(Point localization data)
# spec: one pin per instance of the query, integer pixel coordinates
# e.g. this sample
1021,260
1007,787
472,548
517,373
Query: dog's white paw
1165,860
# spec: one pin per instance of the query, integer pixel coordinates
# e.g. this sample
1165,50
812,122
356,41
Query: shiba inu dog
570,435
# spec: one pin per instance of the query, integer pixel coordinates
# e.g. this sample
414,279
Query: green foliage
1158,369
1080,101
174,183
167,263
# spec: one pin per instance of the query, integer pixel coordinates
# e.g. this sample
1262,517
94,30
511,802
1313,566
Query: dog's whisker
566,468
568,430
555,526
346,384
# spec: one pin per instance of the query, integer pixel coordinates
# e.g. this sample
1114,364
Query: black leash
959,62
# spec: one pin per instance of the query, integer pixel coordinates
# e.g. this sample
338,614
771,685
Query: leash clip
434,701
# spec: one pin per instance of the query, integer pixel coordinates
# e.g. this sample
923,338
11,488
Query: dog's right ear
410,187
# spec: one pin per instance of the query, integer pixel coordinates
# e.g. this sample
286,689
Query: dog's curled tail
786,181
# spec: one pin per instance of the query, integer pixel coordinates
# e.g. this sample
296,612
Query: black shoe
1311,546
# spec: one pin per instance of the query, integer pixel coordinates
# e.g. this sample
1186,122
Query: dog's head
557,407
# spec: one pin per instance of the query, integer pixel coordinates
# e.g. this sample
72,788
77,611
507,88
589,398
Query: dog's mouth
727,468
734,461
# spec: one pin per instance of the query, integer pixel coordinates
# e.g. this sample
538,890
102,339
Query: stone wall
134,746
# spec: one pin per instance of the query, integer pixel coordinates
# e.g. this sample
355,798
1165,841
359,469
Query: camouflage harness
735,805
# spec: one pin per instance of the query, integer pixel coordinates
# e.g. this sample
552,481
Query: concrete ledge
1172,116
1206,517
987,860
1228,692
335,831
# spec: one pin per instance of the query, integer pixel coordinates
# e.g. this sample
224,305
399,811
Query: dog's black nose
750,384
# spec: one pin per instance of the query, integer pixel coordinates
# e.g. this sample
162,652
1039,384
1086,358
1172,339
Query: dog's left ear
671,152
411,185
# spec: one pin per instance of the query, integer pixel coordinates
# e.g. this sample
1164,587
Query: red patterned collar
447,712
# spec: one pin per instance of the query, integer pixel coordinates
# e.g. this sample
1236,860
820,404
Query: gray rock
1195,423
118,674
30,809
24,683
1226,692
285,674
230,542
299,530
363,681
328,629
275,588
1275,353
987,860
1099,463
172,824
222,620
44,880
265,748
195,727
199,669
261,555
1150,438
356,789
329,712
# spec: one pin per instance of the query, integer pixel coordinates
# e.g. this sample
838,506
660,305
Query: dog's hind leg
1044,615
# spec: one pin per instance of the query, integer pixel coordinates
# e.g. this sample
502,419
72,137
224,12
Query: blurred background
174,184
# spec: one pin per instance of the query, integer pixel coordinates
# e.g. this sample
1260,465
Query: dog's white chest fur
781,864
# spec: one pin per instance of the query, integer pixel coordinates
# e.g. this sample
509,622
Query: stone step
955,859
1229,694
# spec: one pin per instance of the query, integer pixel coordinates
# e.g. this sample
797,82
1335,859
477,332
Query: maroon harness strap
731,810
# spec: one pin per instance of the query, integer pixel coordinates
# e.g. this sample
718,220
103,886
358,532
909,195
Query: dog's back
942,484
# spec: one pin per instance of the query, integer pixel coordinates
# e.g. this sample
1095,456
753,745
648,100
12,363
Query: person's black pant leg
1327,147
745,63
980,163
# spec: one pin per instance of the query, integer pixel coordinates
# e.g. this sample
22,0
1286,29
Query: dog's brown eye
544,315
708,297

> **What is required**
Transcribe the data in full, keeping every detail.

> **Response to this task**
# spec: one pin per instance of the query, integer pixel coordinates
# e.g. this sample
1021,260
1007,787
472,548
517,373
Query: dog's white paw
1165,860
# spec: one pin per instance of the query, integer pixel coordinates
# e.g. this sample
1165,50
812,122
356,41
Query: shiba inu dog
570,435
# spec: one pin per instance of the query, integer pixel coordinates
# e.g. this sample
414,279
Query: green foliage
1158,369
1080,101
174,183
167,263
# spec: one pin per instance of the query, integer pixel coordinates
# e.g. this sample
1262,517
94,30
511,802
1313,566
Query: dog's whisker
566,468
568,430
555,526
346,384
# spec: one pin per instance of the query, integer pixel coordinates
# e.g. this sample
1114,364
Query: black leash
959,62
# spec: one pin per instance of the query, integer pixel coordinates
# e.g. this sample
338,614
771,685
Query: leash clip
434,701
# spec: one pin per instance of the query, integer pixel coordinates
# e.g. this sample
923,338
11,488
Query: dog's right ear
410,187
# spec: one pin per instance of the query, integer pixel coordinates
# e.g. this sample
286,689
Query: dog's curled tail
786,181
# spec: one pin per instance of the query, integer pixel coordinates
# e.g. this sample
296,612
Query: black shoe
1311,546
# spec: one pin per instance of the query, integer pixel coordinates
# e.g. this sample
1186,122
Query: dog's head
557,407
# spec: one pin per instance of the query, integer pixel coordinates
# e.g. this sample
72,788
77,611
507,88
589,398
Query: dog's mouth
727,468
734,461
# spec: one pin per instance of the query, integer pixel coordinates
# e.g. this sample
538,890
102,339
Query: stone wall
134,746
# spec: one pin per instance of the query, integer pixel coordinates
# e.g. this sample
355,798
1165,841
359,469
Query: camouflage harness
735,805
# spec: one pin per instance of the query, integer pixel coordinates
# e.g. this sample
552,481
Query: concrete ledge
1172,116
1206,517
987,860
1228,692
335,831
# spec: one pin per instance of the query, integer pixel coordinates
# e.g. this sample
224,305
399,811
Query: dog's black nose
750,384
# spec: one pin per instance of the query, integer pixel coordinates
# e.g. this sample
162,652
1039,384
1086,358
1172,339
Query: dog's left ear
671,152
411,185
# spec: one pin per instance of the query, integer pixel coordinates
# e.g. this sample
1164,587
Query: red patterned collar
447,712
# spec: one pin per instance of the query, integer pixel coordinates
# e.g. this sample
1236,860
820,404
Query: gray rock
1195,423
118,674
30,809
24,683
1226,692
285,674
230,542
299,530
363,681
328,629
275,588
1275,353
987,860
1099,463
172,824
222,620
44,880
265,748
195,727
199,669
261,555
1150,438
356,789
329,712
# spec: one pin per instance of the query, integer pixel coordinates
# e.g. this sample
838,506
660,305
Query: dog's hind leg
1044,615
# spec: one pin per instance of the query, integer pixel coordinates
# e.g. this sample
502,419
72,137
224,12
Query: blurred background
174,184
# spec: one pin per instance of the query, integer pixel coordinates
# e.g. this sample
1260,465
Query: dog's white chest fur
781,864
# spec: one pin per instance of the query, integer pixel coordinates
# e.g. this sample
509,622
Query: stone step
955,859
1229,694
# spec: one pin per instance of the query, integer pixel coordinates
# e.g. this sample
797,82
1335,859
477,332
Query: maroon harness strap
731,810
# spec: one pin per instance of the query, integer pixel coordinates
# e.g. this sample
718,220
103,886
358,532
909,195
Query: dog's back
942,484
# spec: one pin per instance of the query, integer pixel coordinates
# e.g. this sample
1095,456
753,745
648,100
12,363
Query: person's black pant leg
1327,147
745,63
980,163
# spec: one pin per instance of the query, integer pixel coordinates
# e.g. this sample
22,0
1286,29
Query: dog's brown eye
544,315
708,297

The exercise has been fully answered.